## [PASSAGE]
****

Love Island adverts ‘fuelling body insecurity’
Advertisements for cosmetic surgery shown during ITV’S Love Island are fuelling body insecurity among teenagers, NHS leaders have said. The Advertising Standards Authority is being urged to introduce a new duty of care to protect young people’s mental health.
BROADCAST advertisers should be subject to a new duty of care to protect young people’s mental health, NHS leaders have said.
The Advertising Standards Authority (ASA) is being urged to clamp down on advertisements that fuel body insecurity among teenagers.
Senior health officials are demanding a meeting with the organisation’s chief executive to discuss concerns that too many advertisements – such as those for cosmetic surgery shown during ITV’S Love Island – are putting pressure on young people.
Claire Murdoch, the national mental health director for NHS England, has written to Guy Parker, the chief executive of the ASA, questioning whether the regulator is doing enough to protect children.

****

## [QUESTIONS TO ANSWER]
• A. List every organization the text about the Love Island adverts names.
• B. According to the text about the Love Island adverts, who is the chief executive of the ASA?
• C. From the text about the Love Island adverts, write out the part starting with "BROADCAST advertisers should" and going on through "to protect children.".
The items have no part in this work.

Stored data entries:
****

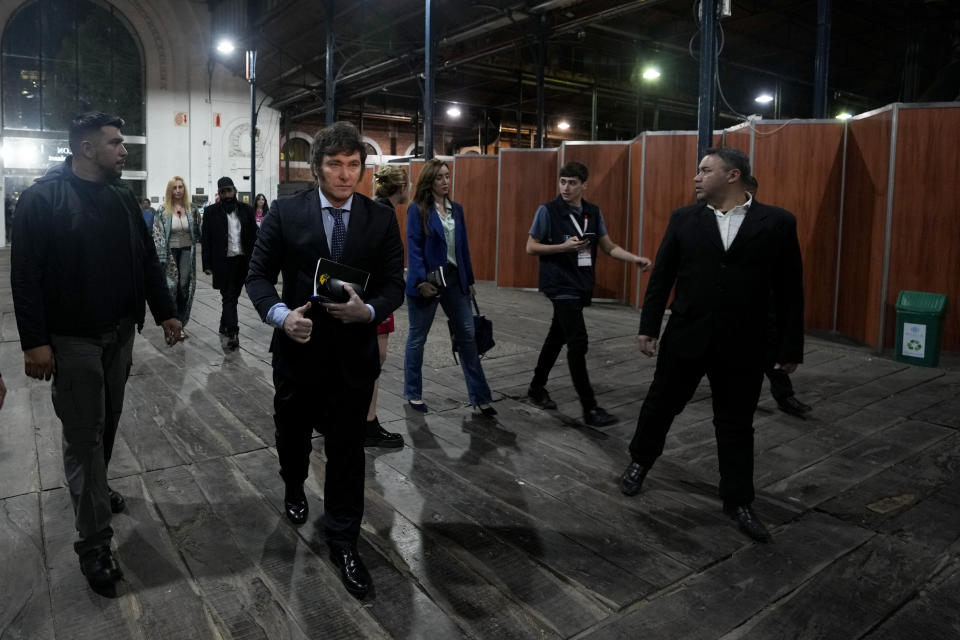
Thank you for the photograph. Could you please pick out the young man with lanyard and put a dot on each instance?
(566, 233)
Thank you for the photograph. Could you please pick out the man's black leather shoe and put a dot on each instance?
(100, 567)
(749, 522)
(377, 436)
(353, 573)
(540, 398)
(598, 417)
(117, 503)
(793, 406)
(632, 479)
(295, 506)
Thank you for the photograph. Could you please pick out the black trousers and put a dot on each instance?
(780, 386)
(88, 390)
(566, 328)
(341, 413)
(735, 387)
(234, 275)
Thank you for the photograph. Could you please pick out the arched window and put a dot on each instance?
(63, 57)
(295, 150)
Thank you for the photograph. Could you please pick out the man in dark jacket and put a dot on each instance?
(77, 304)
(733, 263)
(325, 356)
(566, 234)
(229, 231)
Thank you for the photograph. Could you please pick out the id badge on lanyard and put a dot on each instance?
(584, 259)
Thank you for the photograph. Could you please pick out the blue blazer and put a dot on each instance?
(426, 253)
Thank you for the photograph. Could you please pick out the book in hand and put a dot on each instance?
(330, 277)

****

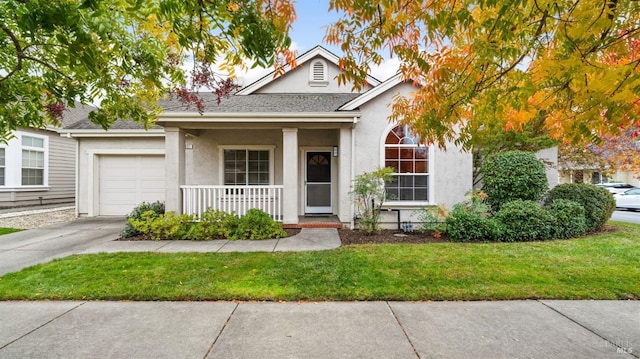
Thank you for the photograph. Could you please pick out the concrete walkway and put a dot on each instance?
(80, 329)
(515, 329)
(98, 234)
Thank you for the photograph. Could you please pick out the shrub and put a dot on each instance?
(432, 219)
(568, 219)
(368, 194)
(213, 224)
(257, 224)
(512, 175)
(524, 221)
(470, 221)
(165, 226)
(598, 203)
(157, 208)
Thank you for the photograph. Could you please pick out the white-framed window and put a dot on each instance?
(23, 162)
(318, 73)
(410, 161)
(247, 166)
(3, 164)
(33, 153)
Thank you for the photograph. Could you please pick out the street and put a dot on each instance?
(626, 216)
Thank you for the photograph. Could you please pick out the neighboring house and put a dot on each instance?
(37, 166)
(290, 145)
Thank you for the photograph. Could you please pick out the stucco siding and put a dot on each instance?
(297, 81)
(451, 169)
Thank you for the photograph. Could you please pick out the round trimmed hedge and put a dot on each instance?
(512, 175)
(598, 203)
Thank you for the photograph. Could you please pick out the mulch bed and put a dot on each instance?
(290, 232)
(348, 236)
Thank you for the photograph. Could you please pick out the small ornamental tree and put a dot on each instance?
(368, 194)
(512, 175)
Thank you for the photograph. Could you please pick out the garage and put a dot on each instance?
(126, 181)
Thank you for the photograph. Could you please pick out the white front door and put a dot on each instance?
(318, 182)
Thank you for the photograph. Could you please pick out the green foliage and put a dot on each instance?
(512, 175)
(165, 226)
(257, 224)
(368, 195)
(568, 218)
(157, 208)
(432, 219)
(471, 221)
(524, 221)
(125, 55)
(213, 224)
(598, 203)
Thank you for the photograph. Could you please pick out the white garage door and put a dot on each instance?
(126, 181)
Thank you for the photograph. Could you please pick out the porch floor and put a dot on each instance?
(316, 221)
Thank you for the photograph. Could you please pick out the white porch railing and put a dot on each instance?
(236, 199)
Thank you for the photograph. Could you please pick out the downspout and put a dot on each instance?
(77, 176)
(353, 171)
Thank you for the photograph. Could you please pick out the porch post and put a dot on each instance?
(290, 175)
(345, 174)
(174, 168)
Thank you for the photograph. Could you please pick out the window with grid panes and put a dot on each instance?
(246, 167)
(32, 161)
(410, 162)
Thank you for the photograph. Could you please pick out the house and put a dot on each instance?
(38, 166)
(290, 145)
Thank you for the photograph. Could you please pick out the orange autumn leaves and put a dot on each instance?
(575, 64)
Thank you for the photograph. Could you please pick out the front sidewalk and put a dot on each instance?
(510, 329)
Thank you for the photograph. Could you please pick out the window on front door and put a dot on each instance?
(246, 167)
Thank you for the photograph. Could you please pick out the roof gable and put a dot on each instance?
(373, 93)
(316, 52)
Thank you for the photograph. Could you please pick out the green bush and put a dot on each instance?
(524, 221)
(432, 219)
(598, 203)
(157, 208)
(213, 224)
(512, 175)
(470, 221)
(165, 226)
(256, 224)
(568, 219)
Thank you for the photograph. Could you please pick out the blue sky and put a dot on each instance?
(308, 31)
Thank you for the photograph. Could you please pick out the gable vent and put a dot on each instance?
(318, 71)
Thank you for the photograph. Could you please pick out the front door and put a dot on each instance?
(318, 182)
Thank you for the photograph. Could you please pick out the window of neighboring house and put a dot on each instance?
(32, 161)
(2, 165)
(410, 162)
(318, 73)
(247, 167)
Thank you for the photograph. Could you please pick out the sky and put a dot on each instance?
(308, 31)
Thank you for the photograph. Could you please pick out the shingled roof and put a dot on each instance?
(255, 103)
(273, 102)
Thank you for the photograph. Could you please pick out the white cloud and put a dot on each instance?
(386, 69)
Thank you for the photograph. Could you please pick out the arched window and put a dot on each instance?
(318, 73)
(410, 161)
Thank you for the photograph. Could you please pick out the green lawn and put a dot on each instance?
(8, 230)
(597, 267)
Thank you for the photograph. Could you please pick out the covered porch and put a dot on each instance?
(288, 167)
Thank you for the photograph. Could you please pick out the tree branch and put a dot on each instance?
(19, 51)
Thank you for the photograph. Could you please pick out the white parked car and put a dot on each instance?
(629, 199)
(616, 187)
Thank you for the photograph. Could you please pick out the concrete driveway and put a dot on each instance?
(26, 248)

****

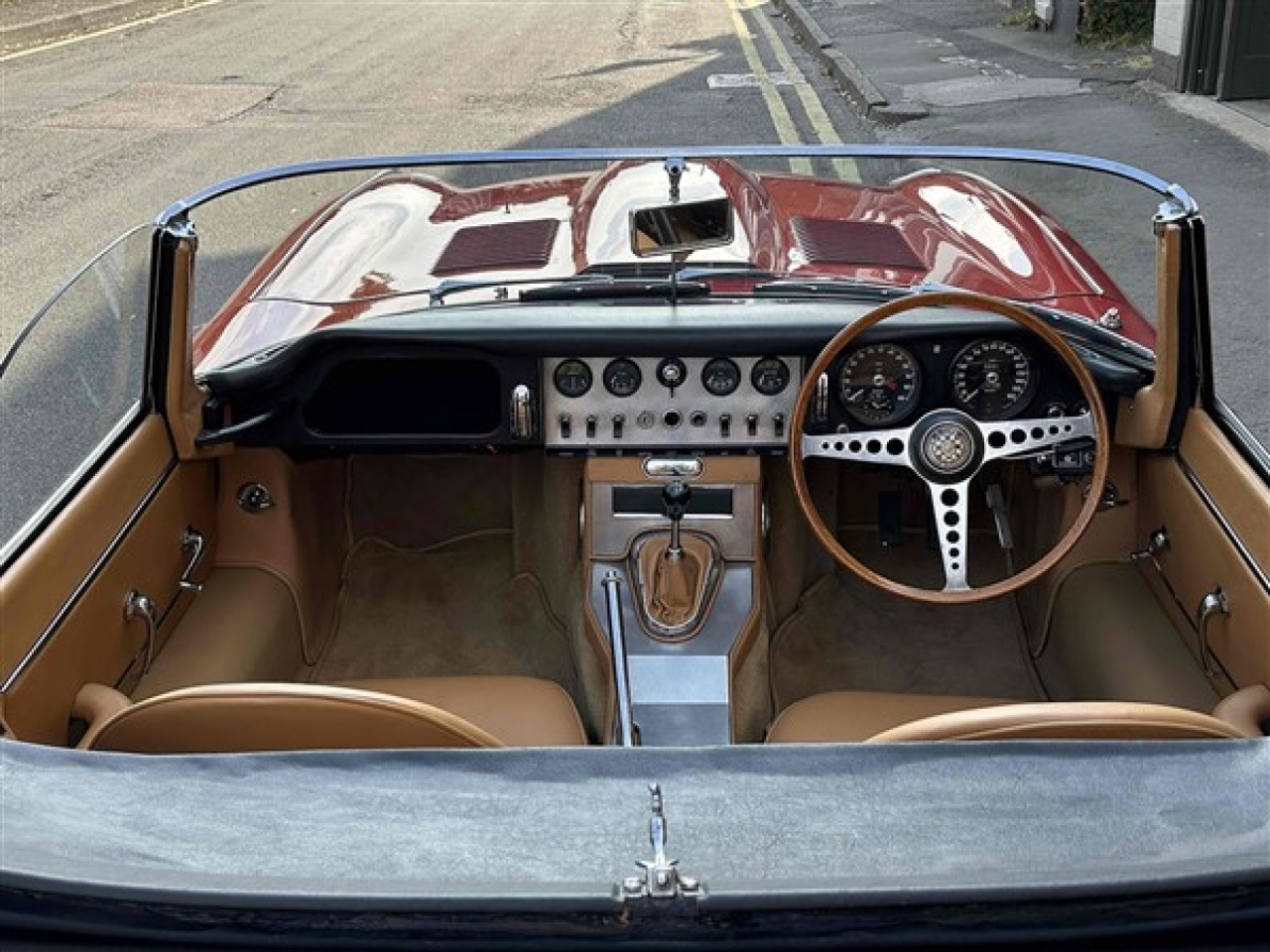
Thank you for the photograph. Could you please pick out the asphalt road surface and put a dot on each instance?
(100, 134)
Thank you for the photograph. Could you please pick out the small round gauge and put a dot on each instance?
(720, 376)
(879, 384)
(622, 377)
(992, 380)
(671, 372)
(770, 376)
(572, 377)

****

## [TASK-BY-TASK ANSWERS]
• A.
ITV
NHS
NHS England
Advertising Standards Authority (ASA)

• B. Guy Parker

• C.
BROADCAST advertisers should be subject to a new duty of care to protect young people’s mental health, NHS leaders have said.
The Advertising Standards Authority (ASA) is being urged to clamp down on advertisements that fuel body insecurity among teenagers.
Senior health officials are demanding a meeting with the organisation’s chief executive to discuss concerns that too many advertisements – such as those for cosmetic surgery shown during ITV’S Love Island – are putting pressure on young people.
Claire Murdoch, the national mental health director for NHS England, has written to Guy Parker, the chief executive of the ASA, questioning whether the regulator is doing enough to protect children.